=== Exercise brief ===
Write out all the data again, exactly as it stands.

=== The records ===

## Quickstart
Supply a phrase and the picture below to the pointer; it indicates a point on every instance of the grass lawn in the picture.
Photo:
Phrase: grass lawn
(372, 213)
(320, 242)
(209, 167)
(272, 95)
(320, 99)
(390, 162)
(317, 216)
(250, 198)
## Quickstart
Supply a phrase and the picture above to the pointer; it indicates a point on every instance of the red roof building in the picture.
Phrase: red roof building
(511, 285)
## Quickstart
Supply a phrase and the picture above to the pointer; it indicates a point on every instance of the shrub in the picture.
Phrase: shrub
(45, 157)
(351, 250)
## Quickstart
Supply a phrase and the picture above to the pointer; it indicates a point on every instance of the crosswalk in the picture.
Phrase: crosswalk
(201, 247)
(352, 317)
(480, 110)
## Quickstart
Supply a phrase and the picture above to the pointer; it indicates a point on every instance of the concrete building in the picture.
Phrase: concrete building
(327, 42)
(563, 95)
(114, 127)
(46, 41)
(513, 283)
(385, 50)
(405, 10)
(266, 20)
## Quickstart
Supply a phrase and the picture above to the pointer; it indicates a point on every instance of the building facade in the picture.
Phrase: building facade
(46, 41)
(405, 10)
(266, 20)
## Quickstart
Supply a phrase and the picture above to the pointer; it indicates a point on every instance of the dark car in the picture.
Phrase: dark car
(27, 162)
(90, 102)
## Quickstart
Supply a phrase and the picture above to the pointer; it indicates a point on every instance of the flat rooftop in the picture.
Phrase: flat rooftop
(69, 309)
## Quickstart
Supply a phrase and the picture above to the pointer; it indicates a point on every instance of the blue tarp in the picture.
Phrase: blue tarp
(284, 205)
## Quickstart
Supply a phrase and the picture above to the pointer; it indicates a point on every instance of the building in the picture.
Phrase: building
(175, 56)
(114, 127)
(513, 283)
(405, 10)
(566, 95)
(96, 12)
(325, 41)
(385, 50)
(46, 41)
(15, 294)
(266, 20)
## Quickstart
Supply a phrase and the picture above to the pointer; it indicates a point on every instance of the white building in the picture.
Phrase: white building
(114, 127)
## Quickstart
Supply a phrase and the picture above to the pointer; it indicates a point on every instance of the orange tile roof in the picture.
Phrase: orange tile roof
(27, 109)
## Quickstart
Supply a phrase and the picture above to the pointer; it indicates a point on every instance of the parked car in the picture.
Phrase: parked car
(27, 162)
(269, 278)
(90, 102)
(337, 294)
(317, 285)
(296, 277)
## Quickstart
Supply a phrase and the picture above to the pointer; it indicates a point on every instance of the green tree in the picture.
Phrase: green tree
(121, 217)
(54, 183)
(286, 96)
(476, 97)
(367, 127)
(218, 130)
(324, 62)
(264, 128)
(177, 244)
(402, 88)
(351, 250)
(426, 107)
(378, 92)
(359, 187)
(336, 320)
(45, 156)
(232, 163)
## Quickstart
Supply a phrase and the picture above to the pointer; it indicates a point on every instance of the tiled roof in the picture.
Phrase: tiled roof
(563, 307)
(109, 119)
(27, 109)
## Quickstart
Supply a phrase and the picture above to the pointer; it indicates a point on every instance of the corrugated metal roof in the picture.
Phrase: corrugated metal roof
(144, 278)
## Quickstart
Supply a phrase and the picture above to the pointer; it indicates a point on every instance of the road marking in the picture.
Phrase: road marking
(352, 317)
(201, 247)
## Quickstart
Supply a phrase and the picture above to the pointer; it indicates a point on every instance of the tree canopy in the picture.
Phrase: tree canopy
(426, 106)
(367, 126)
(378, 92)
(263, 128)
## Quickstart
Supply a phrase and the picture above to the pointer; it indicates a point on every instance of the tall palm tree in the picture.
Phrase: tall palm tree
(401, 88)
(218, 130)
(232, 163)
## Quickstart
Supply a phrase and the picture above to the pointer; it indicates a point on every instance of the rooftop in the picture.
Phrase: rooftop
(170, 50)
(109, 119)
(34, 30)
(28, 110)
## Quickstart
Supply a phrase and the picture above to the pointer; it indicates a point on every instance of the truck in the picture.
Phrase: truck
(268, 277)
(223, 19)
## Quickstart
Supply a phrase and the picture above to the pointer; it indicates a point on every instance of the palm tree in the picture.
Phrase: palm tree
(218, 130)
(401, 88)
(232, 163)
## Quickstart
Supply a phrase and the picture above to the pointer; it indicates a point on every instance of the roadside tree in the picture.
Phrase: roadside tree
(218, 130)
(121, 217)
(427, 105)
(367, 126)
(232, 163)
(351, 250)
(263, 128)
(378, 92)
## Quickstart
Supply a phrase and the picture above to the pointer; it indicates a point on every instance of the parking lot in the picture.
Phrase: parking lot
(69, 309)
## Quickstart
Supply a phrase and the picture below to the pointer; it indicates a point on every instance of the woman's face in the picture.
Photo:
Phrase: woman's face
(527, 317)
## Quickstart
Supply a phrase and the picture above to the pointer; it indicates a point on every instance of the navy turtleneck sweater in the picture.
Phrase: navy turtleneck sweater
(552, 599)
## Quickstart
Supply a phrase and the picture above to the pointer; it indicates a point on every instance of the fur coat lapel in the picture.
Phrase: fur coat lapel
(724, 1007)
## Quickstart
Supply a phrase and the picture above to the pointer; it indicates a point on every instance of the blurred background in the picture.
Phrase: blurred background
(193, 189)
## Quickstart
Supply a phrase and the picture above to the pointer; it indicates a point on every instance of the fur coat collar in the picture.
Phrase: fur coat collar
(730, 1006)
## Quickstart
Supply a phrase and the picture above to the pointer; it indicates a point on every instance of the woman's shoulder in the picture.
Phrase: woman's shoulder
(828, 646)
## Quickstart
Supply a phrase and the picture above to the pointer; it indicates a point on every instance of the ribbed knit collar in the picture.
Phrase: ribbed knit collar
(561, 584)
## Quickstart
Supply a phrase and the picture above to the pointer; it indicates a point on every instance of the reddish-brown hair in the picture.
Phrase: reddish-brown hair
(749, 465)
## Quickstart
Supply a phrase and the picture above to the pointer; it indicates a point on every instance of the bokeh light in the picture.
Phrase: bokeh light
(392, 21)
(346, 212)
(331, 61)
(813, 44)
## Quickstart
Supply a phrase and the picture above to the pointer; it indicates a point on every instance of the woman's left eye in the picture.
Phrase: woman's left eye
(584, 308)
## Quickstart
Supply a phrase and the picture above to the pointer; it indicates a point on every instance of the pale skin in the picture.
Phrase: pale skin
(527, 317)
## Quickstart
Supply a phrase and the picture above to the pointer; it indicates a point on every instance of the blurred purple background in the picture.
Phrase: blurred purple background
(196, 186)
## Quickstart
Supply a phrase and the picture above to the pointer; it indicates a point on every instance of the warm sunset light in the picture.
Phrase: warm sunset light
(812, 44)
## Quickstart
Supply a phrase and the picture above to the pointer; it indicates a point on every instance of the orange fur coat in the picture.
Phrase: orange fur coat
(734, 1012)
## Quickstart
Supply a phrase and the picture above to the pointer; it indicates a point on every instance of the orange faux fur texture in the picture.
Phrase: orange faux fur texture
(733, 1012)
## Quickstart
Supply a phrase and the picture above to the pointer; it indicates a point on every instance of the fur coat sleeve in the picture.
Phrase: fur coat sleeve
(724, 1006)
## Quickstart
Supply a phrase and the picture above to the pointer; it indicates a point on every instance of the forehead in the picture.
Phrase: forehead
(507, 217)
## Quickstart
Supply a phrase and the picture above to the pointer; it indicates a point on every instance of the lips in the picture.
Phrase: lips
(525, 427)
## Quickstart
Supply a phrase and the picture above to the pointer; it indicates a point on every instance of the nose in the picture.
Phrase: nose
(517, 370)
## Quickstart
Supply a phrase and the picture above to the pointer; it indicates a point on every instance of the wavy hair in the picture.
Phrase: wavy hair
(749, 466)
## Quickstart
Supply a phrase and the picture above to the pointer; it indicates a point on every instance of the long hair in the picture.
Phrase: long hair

=== Answer to this task ===
## Quickstart
Supply a phrase and the picture below to the pointer; it indicates a point on every instance of the grass lawn in the picture.
Photo:
Phrase: grass lawn
(372, 213)
(320, 242)
(209, 167)
(272, 95)
(320, 99)
(390, 162)
(317, 216)
(250, 198)
## Quickstart
Supply a phrase and the picture above to the pointer; it indicates a point on every instance of the red roof building in the picture.
Phrase: red roof building
(511, 285)
## Quickstart
Supply a phrase and the picture above to the pointer; it indicates a point on every instance of the shrub in the picture.
Phrase: shrub
(45, 157)
(351, 250)
## Quickstart
Supply a phrase and the picture above to the pointer; it indicates a point on every instance of the crosswalk in the picture.
Phrase: crosswalk
(201, 247)
(352, 317)
(480, 110)
## Quickstart
Supply a phrase and the picture above to the pointer; it indicates a point on every instance of the concrete building in the picture.
Phrase: concrete building
(327, 42)
(563, 95)
(114, 127)
(46, 41)
(513, 283)
(385, 50)
(405, 10)
(266, 20)
## Quickstart
Supply a phrase and the picture above to the pointer; it indicates a point on every instance of the building facade in the picture.
Phrase: building facade
(46, 41)
(405, 10)
(266, 20)
## Quickstart
Supply a phrase and the picture above to the pointer; it indicates a point on every instance of the dark car in the picture.
Phrase: dark car
(27, 162)
(90, 102)
## Quickstart
Supply a phrase and the picture above to the pointer; it indicates a point on every instance of the flat rooftop in the picture.
Phrase: flat rooftop
(69, 309)
## Quickstart
Supply a phrase and the picture above to the pointer; it indicates a point on every instance of the blue tarp in the picture.
Phrase: blue tarp
(284, 205)
## Quickstart
Supply a phrase and the picture above to the pointer; it indicates a point on every instance of the building in the picture.
Phrase: building
(175, 56)
(114, 127)
(513, 283)
(405, 10)
(566, 95)
(96, 12)
(325, 41)
(385, 50)
(46, 41)
(15, 294)
(266, 20)
## Quickstart
Supply a phrase and the picture above to the pointer; it indicates a point on every instance of the white building in the picture.
Phrase: white building
(114, 127)
## Quickstart
Supply a phrase and the picture above to the pointer; it indicates a point on every instance of the orange tile roof in the picture.
Phrase: orange tile roof
(27, 109)
## Quickstart
Supply a phrase and the picture above to the pointer; it indicates a point on every instance of the parked car in the picture.
Phrase: parked car
(27, 162)
(269, 278)
(90, 102)
(337, 294)
(317, 285)
(296, 277)
## Quickstart
Supply a phrase and the picture above to the pointer; it indicates a point on every instance of the green tree in the picture.
Phrase: green tree
(121, 217)
(54, 183)
(286, 96)
(476, 97)
(367, 127)
(218, 130)
(324, 62)
(264, 128)
(177, 244)
(402, 88)
(351, 250)
(426, 107)
(378, 92)
(359, 187)
(336, 320)
(45, 156)
(232, 163)
## Quickstart
Supply a phrase and the picture above to the pointer; it indicates a point on every instance of the tiled roof in the picture.
Phrase: tiled roof
(563, 307)
(109, 119)
(27, 109)
## Quickstart
Supply a phrase and the picture above to the pointer; it indicates a point on every instance of the corrugated metal roof in the picture.
Phrase: corrugated metal roof
(144, 278)
## Quickstart
Supply a phrase and the picture above to the pointer; it indicates a point on every instance of the road marking in the picture.
Phrase: road marking
(352, 317)
(201, 247)
## Quickstart
Supply a phrase and the picture above to the pointer; it indicates a point on every instance of the tree canopy in the picture.
Phrase: tree canopy
(426, 106)
(367, 126)
(378, 92)
(263, 128)
## Quickstart
Supply a phrase and the picture above to the pointer; it indicates a point on every instance of the tall palm tree in the picture.
Phrase: tall palm tree
(401, 88)
(218, 130)
(232, 163)
## Quickstart
Supply a phrase and the picture above to the pointer; it indicates a point on every instance of the rooftop in the picture.
Phrase: rooftop
(170, 50)
(109, 119)
(34, 30)
(28, 110)
## Quickstart
Supply a phrase and the picture above to the pointer; it indicates a point on every instance of the truck in the picture.
Phrase: truck
(268, 277)
(223, 19)
## Quickstart
Supply a phrase and the picture above to the pointer; it indicates a point on every instance of the palm tree in the picture.
Phrase: palm tree
(218, 130)
(401, 88)
(232, 163)
## Quickstart
Supply a phrase and the picture above to the pointer; it indicates a point on every instance of the roadside tree in the picture.
Phrase: roadside tree
(218, 130)
(121, 217)
(427, 105)
(367, 126)
(232, 163)
(351, 250)
(263, 128)
(378, 92)
## Quickstart
Supply a phrase and the picture above to the pointer; it indicates a point on every instance of the parking lot in the picture.
Phrase: parking lot
(69, 309)
## Quickstart
Supply a phrase and the picture below to the pointer; it indicates a point on every instance of the woman's face in the picture.
Photo:
Phrase: woman's face
(527, 317)
## Quickstart
Supply a phrase and the picture above to the pointer; it indicates a point on every instance of the navy turtleneck sweater in the picture.
Phrase: navy turtleneck sweater
(552, 599)
## Quickstart
Supply a phrase and the picture above to the pointer; it indicates a point on every instance of the fur coat lapel in the picture.
Phrase: fur coat lapel
(724, 1007)
## Quickstart
Supply a phrase and the picture above to the pointer; it indicates a point on every instance of the blurred background in the picture.
Phrase: blurred background
(193, 189)
## Quickstart
Supply a phrase and the picture above to the pointer; it indicates a point on every instance of the fur coat collar in the picture.
Phrase: fur coat collar
(730, 1006)
## Quickstart
Supply a phrase and the picture above to the pointer; it indicates a point on every instance of the woman's shoulder in the picture.
Phrase: woman's shoulder
(828, 646)
## Quickstart
Supply a phrase and the picture above to the pointer; it indicates a point on every instance of the ribbed knit collar in the picture.
Phrase: ribbed knit collar
(561, 584)
## Quickstart
Supply a phrase and the picture above to the pointer; it indicates a point on every instance of the reddish-brown hair in the picture.
Phrase: reddish-brown hair
(749, 465)
## Quickstart
Supply a phrase and the picture above to the pointer; it indicates a point on every instance of the bokeh light in the picture.
Phrase: bokeh light
(392, 21)
(346, 212)
(331, 61)
(813, 44)
## Quickstart
Supply a phrase and the picture above to the pointer; it indicates a point on every instance of the woman's left eye in the picture.
Phrase: woman's left eye
(584, 308)
## Quickstart
Supply a phrase and the picture above to the pointer; it indicates a point on every instance of the pale skin in the picture.
Phrase: pale skin
(527, 317)
## Quickstart
Supply a phrase and the picture above to the pointer; it indicates a point on every instance of the blurred purple background in the picture.
Phrase: blurred purple background
(196, 186)
## Quickstart
Supply a phrase and the picture above to the pointer; it indicates a point on every instance of the warm sunset light in the picture.
Phrase: warm sunset light
(812, 44)
## Quickstart
Supply a phrase and the picture above to the pointer; it indicates a point on every instance of the orange fur coat in the picture.
Phrase: orange fur coat
(734, 1012)
## Quickstart
Supply a phrase and the picture above to the pointer; it indicates a point on every instance of the orange faux fur texture in the picture.
Phrase: orange faux fur texture
(733, 1012)
## Quickstart
Supply a phrase and the picture above to the pointer; it indicates a point on every instance of the fur coat sleeve in the picture.
Phrase: fur coat sleeve
(724, 1006)
## Quickstart
Supply a phrase and the picture above to the pointer; it indicates a point on every instance of the forehead in the picture.
Phrase: forehead
(507, 217)
## Quickstart
Supply a phrase and the picture above to the pointer; it indicates a point on every instance of the lips in the picture.
Phrase: lips
(525, 427)
## Quickstart
Supply a phrase and the picture above to the pointer; it indicates a point on every instance of the nose in the picture.
Phrase: nose
(517, 370)
## Quickstart
Supply a phrase and the picture above to the pointer; it indicates a point on every instance of the wavy hair in the picture.
Phrase: wavy hair
(749, 466)
## Quickstart
Supply a phrase and the picture above to the pointer; it indicates a point on every instance of the long hair in the picture.
Phrase: long hair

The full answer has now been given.